Instructions for the task: Render the lines of the records below as a JSON list of strings, one string per line and blank lines omitted. Begin with the line containing "the wooden beam" and continue through the line containing "[223,107,227,130]", both included.

(Data items)
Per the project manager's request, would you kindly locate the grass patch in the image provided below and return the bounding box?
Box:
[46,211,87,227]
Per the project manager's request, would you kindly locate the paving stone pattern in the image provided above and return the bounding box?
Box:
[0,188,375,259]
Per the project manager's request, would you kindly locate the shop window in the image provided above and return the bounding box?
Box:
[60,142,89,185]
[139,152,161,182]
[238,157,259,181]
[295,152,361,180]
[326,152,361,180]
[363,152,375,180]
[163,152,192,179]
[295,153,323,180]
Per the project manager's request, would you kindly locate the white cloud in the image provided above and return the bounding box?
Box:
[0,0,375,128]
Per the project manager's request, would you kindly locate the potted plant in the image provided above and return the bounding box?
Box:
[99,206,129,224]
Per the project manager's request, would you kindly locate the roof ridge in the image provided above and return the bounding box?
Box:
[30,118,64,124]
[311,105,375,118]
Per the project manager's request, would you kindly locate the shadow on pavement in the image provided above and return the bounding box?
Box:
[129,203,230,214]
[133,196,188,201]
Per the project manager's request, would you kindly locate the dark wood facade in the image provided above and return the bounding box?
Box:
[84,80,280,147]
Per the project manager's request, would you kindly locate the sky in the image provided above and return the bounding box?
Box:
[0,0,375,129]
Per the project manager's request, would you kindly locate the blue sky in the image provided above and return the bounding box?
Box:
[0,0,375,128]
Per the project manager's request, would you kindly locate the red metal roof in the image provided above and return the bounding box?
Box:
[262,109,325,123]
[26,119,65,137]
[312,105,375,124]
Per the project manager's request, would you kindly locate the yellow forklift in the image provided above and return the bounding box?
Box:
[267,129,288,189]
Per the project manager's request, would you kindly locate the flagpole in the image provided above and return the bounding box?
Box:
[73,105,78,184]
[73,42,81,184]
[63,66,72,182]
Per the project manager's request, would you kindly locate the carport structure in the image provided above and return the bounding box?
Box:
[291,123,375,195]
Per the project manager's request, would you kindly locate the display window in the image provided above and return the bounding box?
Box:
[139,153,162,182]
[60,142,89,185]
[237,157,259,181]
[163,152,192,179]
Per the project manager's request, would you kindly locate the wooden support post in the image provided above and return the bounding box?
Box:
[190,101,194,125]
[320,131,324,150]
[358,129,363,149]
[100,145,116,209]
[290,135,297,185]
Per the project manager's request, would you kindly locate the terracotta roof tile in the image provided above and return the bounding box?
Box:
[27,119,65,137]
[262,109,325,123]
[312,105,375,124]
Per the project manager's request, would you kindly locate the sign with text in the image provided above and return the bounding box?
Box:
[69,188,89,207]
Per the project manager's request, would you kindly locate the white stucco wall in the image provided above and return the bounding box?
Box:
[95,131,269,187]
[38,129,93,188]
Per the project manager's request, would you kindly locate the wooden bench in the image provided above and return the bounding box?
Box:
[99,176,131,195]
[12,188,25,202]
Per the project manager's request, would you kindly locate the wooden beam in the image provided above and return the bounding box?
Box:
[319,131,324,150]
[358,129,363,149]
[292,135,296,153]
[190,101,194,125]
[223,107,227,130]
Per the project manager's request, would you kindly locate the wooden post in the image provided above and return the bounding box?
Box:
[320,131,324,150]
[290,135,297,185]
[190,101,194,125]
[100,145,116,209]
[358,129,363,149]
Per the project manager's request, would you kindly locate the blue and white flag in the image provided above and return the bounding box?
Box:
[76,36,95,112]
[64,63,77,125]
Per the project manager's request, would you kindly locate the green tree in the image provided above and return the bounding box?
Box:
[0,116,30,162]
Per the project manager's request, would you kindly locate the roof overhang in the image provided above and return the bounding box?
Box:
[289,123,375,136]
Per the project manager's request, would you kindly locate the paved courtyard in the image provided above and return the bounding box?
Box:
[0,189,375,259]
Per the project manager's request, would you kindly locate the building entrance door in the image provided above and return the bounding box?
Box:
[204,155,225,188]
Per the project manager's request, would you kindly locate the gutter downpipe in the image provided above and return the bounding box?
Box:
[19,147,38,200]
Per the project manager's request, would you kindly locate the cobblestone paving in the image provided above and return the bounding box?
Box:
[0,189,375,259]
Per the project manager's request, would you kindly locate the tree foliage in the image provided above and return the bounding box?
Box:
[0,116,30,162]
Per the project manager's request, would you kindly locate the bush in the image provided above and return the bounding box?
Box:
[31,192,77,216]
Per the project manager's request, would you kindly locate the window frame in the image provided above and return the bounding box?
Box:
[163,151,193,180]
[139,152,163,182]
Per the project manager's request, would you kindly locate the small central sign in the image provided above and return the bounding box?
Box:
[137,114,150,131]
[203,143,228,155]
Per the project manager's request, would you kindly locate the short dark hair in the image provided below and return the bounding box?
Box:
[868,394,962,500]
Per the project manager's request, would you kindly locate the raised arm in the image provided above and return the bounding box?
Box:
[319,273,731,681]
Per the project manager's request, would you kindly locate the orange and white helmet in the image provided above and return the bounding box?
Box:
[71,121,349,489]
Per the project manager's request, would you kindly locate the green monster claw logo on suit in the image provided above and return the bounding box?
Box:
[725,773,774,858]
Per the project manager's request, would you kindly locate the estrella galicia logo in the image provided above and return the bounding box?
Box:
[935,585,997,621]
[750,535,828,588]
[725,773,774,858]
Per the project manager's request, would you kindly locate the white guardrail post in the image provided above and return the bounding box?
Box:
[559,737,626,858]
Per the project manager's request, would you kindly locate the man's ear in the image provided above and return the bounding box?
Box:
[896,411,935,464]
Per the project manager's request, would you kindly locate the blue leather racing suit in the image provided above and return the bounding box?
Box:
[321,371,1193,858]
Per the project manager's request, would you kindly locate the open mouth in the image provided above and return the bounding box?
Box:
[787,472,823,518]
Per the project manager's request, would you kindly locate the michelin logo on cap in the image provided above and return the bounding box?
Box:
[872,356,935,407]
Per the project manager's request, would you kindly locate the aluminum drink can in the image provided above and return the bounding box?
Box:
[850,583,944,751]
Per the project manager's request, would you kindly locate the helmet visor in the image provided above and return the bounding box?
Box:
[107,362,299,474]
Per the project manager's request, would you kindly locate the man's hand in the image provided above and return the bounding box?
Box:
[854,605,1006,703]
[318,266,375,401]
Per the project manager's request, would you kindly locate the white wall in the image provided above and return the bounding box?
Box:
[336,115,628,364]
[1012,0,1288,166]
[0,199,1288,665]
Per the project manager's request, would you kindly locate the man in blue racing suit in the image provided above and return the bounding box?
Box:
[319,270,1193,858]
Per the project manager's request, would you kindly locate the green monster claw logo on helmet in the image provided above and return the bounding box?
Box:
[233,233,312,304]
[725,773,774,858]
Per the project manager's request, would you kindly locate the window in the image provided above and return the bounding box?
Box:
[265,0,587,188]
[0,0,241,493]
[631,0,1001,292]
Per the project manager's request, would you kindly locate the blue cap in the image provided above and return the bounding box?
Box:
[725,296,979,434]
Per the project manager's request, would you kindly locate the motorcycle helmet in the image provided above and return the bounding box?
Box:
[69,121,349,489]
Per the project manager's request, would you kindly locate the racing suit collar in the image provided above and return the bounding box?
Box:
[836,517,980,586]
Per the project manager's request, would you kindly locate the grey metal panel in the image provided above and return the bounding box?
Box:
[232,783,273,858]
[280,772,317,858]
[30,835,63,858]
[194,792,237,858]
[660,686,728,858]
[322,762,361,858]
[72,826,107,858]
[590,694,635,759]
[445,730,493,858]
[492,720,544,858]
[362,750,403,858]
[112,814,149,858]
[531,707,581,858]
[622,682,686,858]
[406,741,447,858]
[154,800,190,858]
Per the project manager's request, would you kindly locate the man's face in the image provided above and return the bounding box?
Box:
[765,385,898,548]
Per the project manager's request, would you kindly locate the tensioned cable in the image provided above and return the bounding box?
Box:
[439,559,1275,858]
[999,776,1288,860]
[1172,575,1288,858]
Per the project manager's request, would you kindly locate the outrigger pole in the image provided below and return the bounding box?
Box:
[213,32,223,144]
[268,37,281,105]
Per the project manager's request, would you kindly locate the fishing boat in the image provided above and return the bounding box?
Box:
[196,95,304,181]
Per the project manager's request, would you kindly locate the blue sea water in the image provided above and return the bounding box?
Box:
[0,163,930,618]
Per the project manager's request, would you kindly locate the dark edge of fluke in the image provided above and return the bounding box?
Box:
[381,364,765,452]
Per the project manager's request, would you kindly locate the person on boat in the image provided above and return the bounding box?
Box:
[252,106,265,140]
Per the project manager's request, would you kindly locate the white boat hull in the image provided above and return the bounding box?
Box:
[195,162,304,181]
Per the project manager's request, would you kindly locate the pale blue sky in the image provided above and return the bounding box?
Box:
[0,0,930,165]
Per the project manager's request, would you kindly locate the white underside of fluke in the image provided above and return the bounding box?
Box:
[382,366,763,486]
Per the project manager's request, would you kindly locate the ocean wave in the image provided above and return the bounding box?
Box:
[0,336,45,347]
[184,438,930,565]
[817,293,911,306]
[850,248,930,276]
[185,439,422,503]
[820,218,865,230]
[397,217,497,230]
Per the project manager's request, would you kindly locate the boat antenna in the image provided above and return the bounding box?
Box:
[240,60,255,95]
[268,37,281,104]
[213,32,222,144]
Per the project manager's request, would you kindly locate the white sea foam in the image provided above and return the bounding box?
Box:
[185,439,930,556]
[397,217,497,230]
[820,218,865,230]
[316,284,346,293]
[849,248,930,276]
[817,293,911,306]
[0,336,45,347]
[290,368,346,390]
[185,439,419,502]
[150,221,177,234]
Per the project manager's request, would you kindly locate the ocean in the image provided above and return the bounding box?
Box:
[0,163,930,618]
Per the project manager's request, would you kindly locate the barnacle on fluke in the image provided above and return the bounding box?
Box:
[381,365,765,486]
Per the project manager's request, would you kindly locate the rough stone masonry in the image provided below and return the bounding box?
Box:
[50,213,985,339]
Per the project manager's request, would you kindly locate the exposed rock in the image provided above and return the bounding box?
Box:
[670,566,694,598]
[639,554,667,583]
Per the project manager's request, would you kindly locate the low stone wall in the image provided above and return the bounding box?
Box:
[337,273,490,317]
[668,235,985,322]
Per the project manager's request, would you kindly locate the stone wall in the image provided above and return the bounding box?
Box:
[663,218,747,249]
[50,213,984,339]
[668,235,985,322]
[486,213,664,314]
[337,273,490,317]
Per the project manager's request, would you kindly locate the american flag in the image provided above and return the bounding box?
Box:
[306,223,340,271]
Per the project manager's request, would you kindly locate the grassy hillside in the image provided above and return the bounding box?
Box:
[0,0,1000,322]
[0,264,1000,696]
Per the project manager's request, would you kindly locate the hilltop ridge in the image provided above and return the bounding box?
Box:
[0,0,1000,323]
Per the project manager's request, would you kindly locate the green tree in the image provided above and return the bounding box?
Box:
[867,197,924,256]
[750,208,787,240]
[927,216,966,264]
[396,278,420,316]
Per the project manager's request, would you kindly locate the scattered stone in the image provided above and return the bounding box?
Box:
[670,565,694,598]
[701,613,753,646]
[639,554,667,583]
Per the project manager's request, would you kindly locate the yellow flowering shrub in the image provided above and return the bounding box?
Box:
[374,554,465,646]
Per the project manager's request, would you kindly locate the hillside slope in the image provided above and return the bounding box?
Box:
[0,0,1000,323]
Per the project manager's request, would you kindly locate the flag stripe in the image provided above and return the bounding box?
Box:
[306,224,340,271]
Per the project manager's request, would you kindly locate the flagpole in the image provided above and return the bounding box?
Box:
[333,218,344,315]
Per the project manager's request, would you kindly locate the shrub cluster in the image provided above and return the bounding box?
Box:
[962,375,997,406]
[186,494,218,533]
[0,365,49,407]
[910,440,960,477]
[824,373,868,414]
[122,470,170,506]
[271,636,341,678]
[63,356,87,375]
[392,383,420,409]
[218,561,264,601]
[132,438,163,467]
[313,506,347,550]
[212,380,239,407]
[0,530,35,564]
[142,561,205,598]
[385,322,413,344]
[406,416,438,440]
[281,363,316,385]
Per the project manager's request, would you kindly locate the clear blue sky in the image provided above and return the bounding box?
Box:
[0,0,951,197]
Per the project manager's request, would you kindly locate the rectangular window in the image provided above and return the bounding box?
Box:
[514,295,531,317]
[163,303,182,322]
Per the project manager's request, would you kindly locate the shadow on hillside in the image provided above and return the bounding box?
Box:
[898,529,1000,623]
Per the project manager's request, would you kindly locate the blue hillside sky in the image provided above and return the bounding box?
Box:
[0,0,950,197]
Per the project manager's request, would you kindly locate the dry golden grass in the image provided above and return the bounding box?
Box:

Solution to this problem:
[
  "Per the project manager's request, would you kindly locate the wooden beam in the image provided above and return the bounding box?",
  "Box:",
  "[319,131,324,150]",
  "[358,129,363,149]",
  "[292,135,296,153]",
  "[190,101,194,125]",
  "[223,107,227,130]"
]